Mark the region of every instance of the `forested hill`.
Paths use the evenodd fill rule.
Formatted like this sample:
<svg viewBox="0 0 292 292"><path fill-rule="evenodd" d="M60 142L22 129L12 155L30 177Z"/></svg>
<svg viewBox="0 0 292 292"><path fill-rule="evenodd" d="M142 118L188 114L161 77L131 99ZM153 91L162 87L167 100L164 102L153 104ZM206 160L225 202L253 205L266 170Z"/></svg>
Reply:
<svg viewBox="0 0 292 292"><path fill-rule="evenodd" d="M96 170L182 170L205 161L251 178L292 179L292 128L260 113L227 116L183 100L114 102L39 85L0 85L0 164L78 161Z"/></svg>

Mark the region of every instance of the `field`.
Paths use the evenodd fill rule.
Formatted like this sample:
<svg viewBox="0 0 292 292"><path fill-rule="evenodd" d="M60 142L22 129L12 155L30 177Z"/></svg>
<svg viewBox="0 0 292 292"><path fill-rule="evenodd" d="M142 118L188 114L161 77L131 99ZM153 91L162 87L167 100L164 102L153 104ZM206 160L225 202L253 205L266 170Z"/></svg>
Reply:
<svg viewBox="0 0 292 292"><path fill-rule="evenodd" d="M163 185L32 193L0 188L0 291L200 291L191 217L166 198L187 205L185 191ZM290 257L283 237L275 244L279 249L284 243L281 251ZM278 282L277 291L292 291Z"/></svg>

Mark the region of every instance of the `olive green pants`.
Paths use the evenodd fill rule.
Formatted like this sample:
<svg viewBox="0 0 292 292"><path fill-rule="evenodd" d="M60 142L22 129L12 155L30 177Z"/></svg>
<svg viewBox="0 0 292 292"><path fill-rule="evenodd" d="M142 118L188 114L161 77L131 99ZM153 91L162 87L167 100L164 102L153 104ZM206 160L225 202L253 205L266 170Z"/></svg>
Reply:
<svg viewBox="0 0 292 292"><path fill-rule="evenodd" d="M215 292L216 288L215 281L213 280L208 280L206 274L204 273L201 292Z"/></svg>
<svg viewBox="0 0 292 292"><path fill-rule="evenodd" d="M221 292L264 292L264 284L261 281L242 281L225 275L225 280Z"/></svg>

□ □ □ □

TASK DESCRIPTION — Copy out all the items above, line for line, without changing anything.

RESPONSE TO THIS TASK —
Mark the region of every instance of the `forested hill`.
Paths use the evenodd fill rule.
Formatted like this sample:
<svg viewBox="0 0 292 292"><path fill-rule="evenodd" d="M60 142L22 129L12 155L30 177Z"/></svg>
<svg viewBox="0 0 292 292"><path fill-rule="evenodd" d="M142 118L188 114L161 77L131 99ZM153 91L162 87L167 100L164 102L153 104ZM206 160L225 202L253 205L266 170Z"/></svg>
Reply:
<svg viewBox="0 0 292 292"><path fill-rule="evenodd" d="M96 170L182 170L205 161L251 178L292 179L292 128L260 113L227 116L183 100L114 102L39 85L0 85L0 164L78 161Z"/></svg>

Mark the region of every instance of the `field`.
Paths use the evenodd fill rule.
Formatted like this sample:
<svg viewBox="0 0 292 292"><path fill-rule="evenodd" d="M60 142L22 129L12 155L30 177Z"/></svg>
<svg viewBox="0 0 292 292"><path fill-rule="evenodd" d="M142 118L188 114L161 77L131 99ZM153 91L162 87L167 100L164 102L153 104ZM206 160L225 202L253 205L266 170Z"/></svg>
Reply:
<svg viewBox="0 0 292 292"><path fill-rule="evenodd" d="M163 185L32 193L0 188L0 291L200 291L191 217L166 198L187 205L185 191ZM290 257L283 237L275 244L279 249L284 243L281 251ZM278 282L277 291L292 291Z"/></svg>

Mark the region of every instance of the `olive green pants`.
Paths use the evenodd fill rule.
Formatted like this sample:
<svg viewBox="0 0 292 292"><path fill-rule="evenodd" d="M60 142L22 129L12 155L30 177Z"/></svg>
<svg viewBox="0 0 292 292"><path fill-rule="evenodd" d="M142 118L188 114L161 77L131 99ZM153 91L162 87L167 100L164 102L153 104ZM206 160L225 202L253 205L266 170Z"/></svg>
Reply:
<svg viewBox="0 0 292 292"><path fill-rule="evenodd" d="M215 292L216 288L215 281L213 280L208 280L206 274L204 273L201 292Z"/></svg>
<svg viewBox="0 0 292 292"><path fill-rule="evenodd" d="M221 292L264 292L264 284L261 281L242 281L225 275L225 280Z"/></svg>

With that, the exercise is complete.